[START OF Passage provided]

`torch.nn.functional.kl_div` fails gradgradcheck if the target requires a gradient #65466

pmeier · 2021-09-22T14:03:52Z

🐛 Bug

torch.nn.functional.kl_div fails gradgradcheck if the target requires a gradient.

To Reproduce

import torch
from torch.autograd import gradgradcheck
from torch.nn.functional import softmax, log_softmax, kl_div

torch.manual_seed(0)
# input should be log probabilities
input = log_softmax(torch.randn(3, dtype=torch.float64, requires_grad=True))
# target should be probabilities
target = softmax(torch.randn_like(input, requires_grad=True))

gradgradcheck(kl_div, inputs=(input, target))

torch.autograd.gradcheck.GradcheckError: Jacobian mismatch for output 0 with respect to input 1,
numerical:tensor([[-0.1344,  0.0000,  0.0000],
        [ 0.0000, -0.1344,  0.0000],
        [ 0.0000,  0.0000, -0.1344]], dtype=torch.float64)
analytical:tensor([[0., 0., 0.],
        [0., 0., 0.],
        [0., 0., 0.]], dtype=torch.float64)

The error only shows up, if the target requires a gradient.

Additional context

As far as I tried this is not a recent regression. The behavior is the same for torch==1.8.1.
This was detected while adding an OpInfo for kl_div in add OpInfo for torch.nn.functional.kl_div #65469.

cc @ezyang @albanD @zou3519 @gqchen @pearu @nikitaved @soulitzer @lezcano @Varal7 @mruberry @jbschlosser @walterddr

The text was updated successfully, but these errors were encountered:

nikitaved · 2021-09-22T14:07:45Z

It is not a bug I guess, the issue is that tensors of type float are created, rather than of double.

pmeier · 2021-09-22T14:10:58Z

My bad, I need to recheck why the gradcheck tests in test/test_ops.py failed. They are run in float64.

pmeier · 2021-09-22T14:28:55Z

@nikitaved

It is not a bug I guess, the issue is that tensors of type float are created, rather than of double.

You were right about that. The tests in test_ops.py failed, because I used an unreasonable lower limit for the input values. Fixing that, now a gradgradcheck< 8000 /code> error shows up. I've edited the original comment with the new reproduction / error message.

[END OF Passage provided]
[START OF Raw data]

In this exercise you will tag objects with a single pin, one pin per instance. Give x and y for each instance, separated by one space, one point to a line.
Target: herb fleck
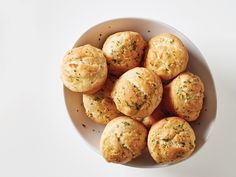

[END OF Raw data]

• _Stated exercise A_
Reproduce the part of the kl_div issue thread that opens with the words containing "torch.nn.functional.kl_div fails gradgradcheck" and closes with "torch.manual_seed(0)".
• _Stated exercise B_
According to the kl_div issue thread, which earlier torch version shows the same behavior?
The material has no connection to the text.

• _Finished answer A_
torch.nn.functional.kl_div fails gradgradcheck if the target requires a gradient.

To Reproduce

import torch
from torch.autograd import gradgradcheck
from torch.nn.functional import softmax, log_softmax, kl_div

torch.manual_seed(0)

• _Finished answer B_
torch==1.8.1